DIRECTIONS FOR THIS TASK
Rewrite every line of the material below as a numbered list, omitting any blank lines.

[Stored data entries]
# # # # # # #

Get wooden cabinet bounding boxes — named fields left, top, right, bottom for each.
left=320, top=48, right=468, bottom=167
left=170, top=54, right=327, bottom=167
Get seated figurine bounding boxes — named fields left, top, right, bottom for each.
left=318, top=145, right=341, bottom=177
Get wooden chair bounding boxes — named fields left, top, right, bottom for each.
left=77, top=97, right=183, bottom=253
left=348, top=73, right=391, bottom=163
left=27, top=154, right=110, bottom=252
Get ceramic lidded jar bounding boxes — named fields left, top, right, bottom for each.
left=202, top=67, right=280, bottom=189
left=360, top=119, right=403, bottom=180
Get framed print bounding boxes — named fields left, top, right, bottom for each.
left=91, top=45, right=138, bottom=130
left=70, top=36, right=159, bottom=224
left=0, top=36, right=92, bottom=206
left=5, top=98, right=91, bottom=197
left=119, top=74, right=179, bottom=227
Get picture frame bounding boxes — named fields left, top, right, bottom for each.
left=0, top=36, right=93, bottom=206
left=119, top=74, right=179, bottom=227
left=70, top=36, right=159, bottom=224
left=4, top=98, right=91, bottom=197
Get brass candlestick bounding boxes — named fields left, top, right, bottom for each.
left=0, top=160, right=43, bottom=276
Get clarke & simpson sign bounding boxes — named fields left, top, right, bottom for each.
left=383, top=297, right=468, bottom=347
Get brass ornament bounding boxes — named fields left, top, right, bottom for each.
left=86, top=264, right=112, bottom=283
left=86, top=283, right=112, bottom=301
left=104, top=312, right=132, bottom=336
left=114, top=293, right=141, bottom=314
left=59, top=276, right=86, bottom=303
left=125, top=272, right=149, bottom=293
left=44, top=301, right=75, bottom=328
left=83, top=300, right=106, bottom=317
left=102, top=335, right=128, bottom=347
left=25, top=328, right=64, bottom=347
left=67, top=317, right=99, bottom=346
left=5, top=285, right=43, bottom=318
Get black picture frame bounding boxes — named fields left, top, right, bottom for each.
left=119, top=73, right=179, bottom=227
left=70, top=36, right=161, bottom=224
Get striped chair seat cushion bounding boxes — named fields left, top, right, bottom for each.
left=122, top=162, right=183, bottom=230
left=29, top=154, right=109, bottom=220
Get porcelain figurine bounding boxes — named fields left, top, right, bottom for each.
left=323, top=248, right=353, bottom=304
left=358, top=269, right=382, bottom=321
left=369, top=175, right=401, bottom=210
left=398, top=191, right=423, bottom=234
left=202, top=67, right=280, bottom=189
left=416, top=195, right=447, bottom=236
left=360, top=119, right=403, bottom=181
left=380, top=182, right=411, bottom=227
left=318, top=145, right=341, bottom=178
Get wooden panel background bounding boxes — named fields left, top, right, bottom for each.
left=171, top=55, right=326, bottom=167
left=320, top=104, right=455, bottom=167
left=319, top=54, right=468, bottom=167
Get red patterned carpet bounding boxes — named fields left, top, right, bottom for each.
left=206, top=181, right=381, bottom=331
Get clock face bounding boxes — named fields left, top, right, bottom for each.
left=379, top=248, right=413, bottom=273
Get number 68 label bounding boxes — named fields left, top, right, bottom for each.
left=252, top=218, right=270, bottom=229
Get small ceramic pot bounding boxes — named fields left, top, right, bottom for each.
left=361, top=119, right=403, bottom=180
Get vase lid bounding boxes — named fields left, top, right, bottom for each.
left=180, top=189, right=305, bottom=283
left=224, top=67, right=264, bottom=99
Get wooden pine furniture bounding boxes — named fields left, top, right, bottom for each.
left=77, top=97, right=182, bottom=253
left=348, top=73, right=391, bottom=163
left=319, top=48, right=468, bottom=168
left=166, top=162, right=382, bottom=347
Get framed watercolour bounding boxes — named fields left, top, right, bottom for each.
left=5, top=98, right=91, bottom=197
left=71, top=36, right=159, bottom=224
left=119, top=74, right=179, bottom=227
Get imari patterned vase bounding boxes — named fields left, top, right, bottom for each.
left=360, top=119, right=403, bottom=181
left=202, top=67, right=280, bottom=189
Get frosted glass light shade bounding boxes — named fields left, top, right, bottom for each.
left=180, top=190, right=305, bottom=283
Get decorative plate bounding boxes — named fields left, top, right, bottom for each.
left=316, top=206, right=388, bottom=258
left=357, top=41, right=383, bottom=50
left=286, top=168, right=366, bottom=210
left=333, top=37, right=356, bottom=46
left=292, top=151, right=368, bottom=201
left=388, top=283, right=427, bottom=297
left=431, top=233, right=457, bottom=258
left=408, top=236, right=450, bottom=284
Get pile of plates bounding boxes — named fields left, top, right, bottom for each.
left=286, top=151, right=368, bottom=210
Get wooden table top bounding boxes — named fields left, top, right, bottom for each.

# # # # # # #

RESULT
1. Get wooden cabinet bounding boxes — named fields left, top, right, bottom for each.
2. left=320, top=48, right=468, bottom=167
3. left=170, top=54, right=327, bottom=167
4. Get seated figurine bounding boxes — named fields left, top, right, bottom for each.
5. left=318, top=145, right=341, bottom=177
6. Get wooden chair bounding boxes — named fields left, top, right, bottom for each.
7. left=77, top=97, right=183, bottom=253
8. left=348, top=73, right=391, bottom=163
9. left=27, top=154, right=110, bottom=252
10. Get ceramic lidded jar bounding boxes — named fields left, top, right, bottom for each.
11. left=202, top=67, right=280, bottom=189
12. left=360, top=119, right=403, bottom=180
13. Get framed print bounding boxes — named fields left, top, right, bottom for each.
14. left=91, top=45, right=138, bottom=130
15. left=70, top=36, right=159, bottom=224
16. left=0, top=36, right=92, bottom=206
17. left=5, top=98, right=91, bottom=197
18. left=119, top=74, right=179, bottom=227
19. Get picture frame bounding boxes — named fields left, top, right, bottom for each.
20. left=0, top=36, right=93, bottom=206
21. left=119, top=74, right=179, bottom=227
22. left=70, top=36, right=159, bottom=224
23. left=4, top=98, right=91, bottom=197
24. Get brass candlestick bounding boxes — named fields left, top, right, bottom for each.
25. left=0, top=160, right=43, bottom=276
26. Get clarke & simpson sign bounding boxes — named fields left, top, right, bottom for each.
27. left=383, top=297, right=468, bottom=347
28. Get brass ornament bounding boxes — named fields left, top, right, bottom for each.
29. left=86, top=264, right=112, bottom=283
30. left=86, top=283, right=112, bottom=301
31. left=104, top=312, right=132, bottom=336
32. left=114, top=293, right=141, bottom=314
33. left=59, top=276, right=86, bottom=303
34. left=125, top=272, right=149, bottom=293
35. left=44, top=301, right=75, bottom=328
36. left=83, top=300, right=106, bottom=317
37. left=102, top=335, right=128, bottom=347
38. left=25, top=328, right=64, bottom=347
39. left=67, top=317, right=99, bottom=346
40. left=5, top=285, right=43, bottom=318
41. Get black picture frame bounding boxes — named fields left, top, right, bottom for each.
42. left=119, top=73, right=179, bottom=227
43. left=70, top=36, right=161, bottom=224
44. Get striped chair seat cushion bounding boxes — named fields left, top, right, bottom for each.
45. left=122, top=162, right=183, bottom=230
46. left=29, top=154, right=109, bottom=220
47. Get porcelain figurine bounding boxes — named fields left, top, right, bottom for each.
48. left=323, top=248, right=353, bottom=304
49. left=358, top=269, right=382, bottom=321
50. left=369, top=175, right=401, bottom=210
51. left=398, top=191, right=423, bottom=234
52. left=202, top=67, right=280, bottom=189
53. left=416, top=195, right=447, bottom=236
54. left=360, top=119, right=403, bottom=181
55. left=380, top=182, right=411, bottom=227
56. left=318, top=145, right=341, bottom=178
57. Get wooden panel background bounding boxes — named fields left, top, right, bottom for each.
58. left=171, top=55, right=326, bottom=167
59. left=320, top=104, right=455, bottom=167
60. left=319, top=54, right=468, bottom=167
61. Get red patterned carpet bounding boxes — named fields left, top, right, bottom for each.
62. left=206, top=181, right=381, bottom=331
63. Get clock face bounding boxes — named fields left, top, right, bottom for each.
64. left=379, top=248, right=413, bottom=273
65. Get number 68 label bounding boxes — named fields left, top, right, bottom for each.
66. left=252, top=218, right=270, bottom=229
67. Get small ceramic pot bounding boxes — named fields left, top, right, bottom for each.
68. left=361, top=119, right=403, bottom=180
69. Get vase lid bounding boxes — named fields left, top, right, bottom for each.
70. left=180, top=189, right=305, bottom=283
71. left=224, top=67, right=264, bottom=99
72. Get wooden pine furniture bounding boxes — named fields left, top, right, bottom for each.
73. left=77, top=97, right=182, bottom=253
74. left=348, top=73, right=391, bottom=163
75. left=319, top=48, right=468, bottom=168
76. left=166, top=162, right=382, bottom=347
77. Get framed watercolour bounding boxes — named fields left, top, right, bottom for each.
78. left=5, top=98, right=91, bottom=197
79. left=71, top=36, right=159, bottom=224
80. left=119, top=74, right=179, bottom=227
81. Get imari patterned vase bounding boxes — named fields left, top, right, bottom for each.
82. left=360, top=119, right=403, bottom=181
83. left=202, top=67, right=280, bottom=189
84. Get frosted glass light shade bounding boxes — named fields left, top, right, bottom for each.
85. left=180, top=190, right=305, bottom=283
86. Get decorative plate bounding boxes — named fields left, top, right, bottom for each.
87. left=316, top=206, right=388, bottom=258
88. left=357, top=41, right=383, bottom=50
89. left=286, top=168, right=366, bottom=210
90. left=333, top=37, right=356, bottom=46
91. left=292, top=151, right=368, bottom=201
92. left=388, top=283, right=427, bottom=297
93. left=431, top=233, right=457, bottom=258
94. left=408, top=236, right=450, bottom=284
95. Get pile of plates bounding boxes — named fields left, top, right, bottom for each.
96. left=286, top=151, right=368, bottom=210
97. Get wooden table top bounding boxes — named fields left, top, right, bottom for each.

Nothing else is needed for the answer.